Textauszug:
Reserveantibiotika nur für Menschen einsetzen

Berlin – Die Bundesärztekammer (BÄK) hat sich dafür ausgesprochen, lebensrettende Reserveantibiotika ausschließlich an Menschen abzugeben und diese nicht in der Tierhaltung zu verwenden. „Jedes Jahr sterben europaweit rund 33.000 Menschen an Infektionen, gegen die keine Antibiotika mehr helfen. Ein Grund für zunehmende Resistenzen ist der Einsatz von Antibiotika in der Mast- und Geflügelhaltung“, sagte der BÄK-Präsident Klaus Reinhardt heute in Berlin.
Die Ärzteschaft unterstütze deshalb grundsätzlich die Pläne der Europäischen Union (EU), den Einsatz von Antibiotika in der Tierhaltung mit der Tierarzneimittelverordnung zu begrenzen. Diese Verordnung soll ab Ende Januar 2022 in allen Mitgliedstaaten verbindlich gelten und sicherstellen, dass auch künftig ausreichend Reserveantibiotika für die Humanmedizin zur Verfügung stehen.
„Die Pläne für die konkrete Umsetzung der Verordnung bieten aber zu viele Schlupflöcher und sind nicht geeignet, die menschliche Gesundheit vor resistenten Erregern zu schützen“, kritisierte Reinhardt. Die Europäische Kommission habe „völlig unzureichende Kriterien“ für Reserveantibiotika erarbeitet, die ausschließlich für die Behandlung von Menschen vorgesehen werden sollen, so der Ärztepräsident.
Die BÄK fordert deshalb in einem Schreiben an die EU-Abgeordneten eine Überarbeitung der vorgelegten Kriterien. In der bisherigen Form sei eine tatsächliche Rückstellung des Antibiotikums nicht gewährleistet. Darüber hinaus sehen die Kriterien laut der BÄK vor, dass ein zurückzustellendes Antibiotikum nicht essenziell für die Tiergesundheit sein darf.

Material:
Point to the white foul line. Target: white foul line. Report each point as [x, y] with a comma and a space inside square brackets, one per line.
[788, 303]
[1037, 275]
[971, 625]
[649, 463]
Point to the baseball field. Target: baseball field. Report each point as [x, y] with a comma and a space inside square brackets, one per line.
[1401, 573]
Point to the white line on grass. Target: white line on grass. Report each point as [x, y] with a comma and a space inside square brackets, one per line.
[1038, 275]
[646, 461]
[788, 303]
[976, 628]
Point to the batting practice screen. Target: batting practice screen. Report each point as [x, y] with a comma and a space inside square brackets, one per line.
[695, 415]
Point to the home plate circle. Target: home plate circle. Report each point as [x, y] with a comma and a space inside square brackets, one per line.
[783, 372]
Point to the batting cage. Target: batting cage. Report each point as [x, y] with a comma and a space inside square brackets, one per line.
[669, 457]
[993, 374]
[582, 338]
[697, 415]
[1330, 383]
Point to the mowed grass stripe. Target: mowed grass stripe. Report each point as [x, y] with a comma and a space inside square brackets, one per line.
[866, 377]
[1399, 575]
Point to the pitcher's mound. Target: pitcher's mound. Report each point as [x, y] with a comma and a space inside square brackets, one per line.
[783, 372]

Aufgaben:
- A) Ab wann soll die Tierarzneimittelverordnung laut dem Text über Reserveantibiotika in allen Mitgliedstaaten verbindlich gelten?
- B) Fassen Sie den Text über Reserveantibiotika in zwei Sätzen zusammen.
- C) Setzen Sie den Text über Reserveantibiotika im Anschluss an seinen letzten Satz fort.

Lösungen:
- A) Ab Ende Januar 2022.

- B) Die Bundesärztekammer spricht sich dafür aus, lebensrettende Reserveantibiotika nur an Menschen abzugeben, und unterstützt grundsätzlich die Pläne der EU, den Einsatz von Antibiotika in der Tierhaltung mit der Tierarzneimittelverordnung zu begrenzen. Die von der Europäischen Kommission erarbeiteten Kriterien hält sie jedoch für völlig unzureichend und fordert deshalb in einem Schreiben an die EU-Abgeordneten deren Überarbeitung.

- C)
Die BÄK kritisiert, dass die von der Kommission vorgeschlagenen Kriterien kaum etwas an der derzeitigen Praxis ändern würden. „Es geht hier um Menschenleben. Es steht zu befürchten, dass es bald keine wirksamen Reserveantibiotika für die Behandlung von schweren Erkrankungen bei Menschen mehr geben wird“, warnte Reinhardt.
Die BÄK fordert dafür Maßnahmen, die den Einsatz von Antibiotika in der Tierhaltung entbehrlich machen oder zumindest deutlich reduzieren. Als Beispiel nennt sie eine Begrenzung der Zahl der Tiere pro Hektar, was eine geringere Infektionsgefahr und wiederum einen reduzierten Einsatz von Antibiotika mit sich bringen würde.
Nach Angaben des Bundesamts für Verbraucherschutz und Lebensmittelsicherheit wurden im Jahr 2019 rund 670 Tonnen Antibiotika in der Tiermedizin in Deutschland abgegeben, europaweit waren dies im Jahr 2018 rund 6.500 Tonnen. Knapp 90 Prozent davon diente der Gruppenbehandlung von Tieren, insbesondere über die Nahrung, nur zwölf Prozent der individuellen Behandlung.